Gather every line of the material below that contains the word "player", and copy each one in full.

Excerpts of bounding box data
________________
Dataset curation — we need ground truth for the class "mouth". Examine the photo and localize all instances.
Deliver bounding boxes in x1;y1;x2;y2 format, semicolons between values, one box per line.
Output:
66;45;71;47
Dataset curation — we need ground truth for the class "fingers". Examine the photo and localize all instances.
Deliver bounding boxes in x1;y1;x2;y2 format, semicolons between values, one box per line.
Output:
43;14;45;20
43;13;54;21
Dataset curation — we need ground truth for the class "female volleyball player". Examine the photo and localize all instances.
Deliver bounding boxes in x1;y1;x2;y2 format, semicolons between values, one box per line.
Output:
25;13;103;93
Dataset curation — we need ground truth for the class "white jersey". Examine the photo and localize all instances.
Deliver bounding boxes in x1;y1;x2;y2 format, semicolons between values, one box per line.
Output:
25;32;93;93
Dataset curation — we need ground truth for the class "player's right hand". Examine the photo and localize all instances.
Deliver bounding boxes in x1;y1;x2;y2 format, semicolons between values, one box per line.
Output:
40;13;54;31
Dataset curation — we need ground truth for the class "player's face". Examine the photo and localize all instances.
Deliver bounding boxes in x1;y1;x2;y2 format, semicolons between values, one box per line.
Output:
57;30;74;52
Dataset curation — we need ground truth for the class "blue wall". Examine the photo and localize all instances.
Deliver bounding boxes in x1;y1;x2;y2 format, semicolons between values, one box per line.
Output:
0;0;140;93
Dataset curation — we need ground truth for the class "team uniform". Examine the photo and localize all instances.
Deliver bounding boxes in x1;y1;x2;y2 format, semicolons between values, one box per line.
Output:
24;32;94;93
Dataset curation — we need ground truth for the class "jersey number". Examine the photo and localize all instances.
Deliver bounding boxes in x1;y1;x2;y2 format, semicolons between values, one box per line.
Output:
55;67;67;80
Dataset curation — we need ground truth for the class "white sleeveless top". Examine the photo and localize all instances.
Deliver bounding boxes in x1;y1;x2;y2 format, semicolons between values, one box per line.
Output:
________________
» **RESULT OF THIS EXERCISE**:
Dataset curation — we need ground truth for the class "female volleyball player". Examine the photo and localize all instances.
Dataset curation — we need ground truth for the class "player's right hand". Examine the photo and localize all instances.
Dataset curation — we need ground truth for the class "player's face". Examine the photo and localize all instances.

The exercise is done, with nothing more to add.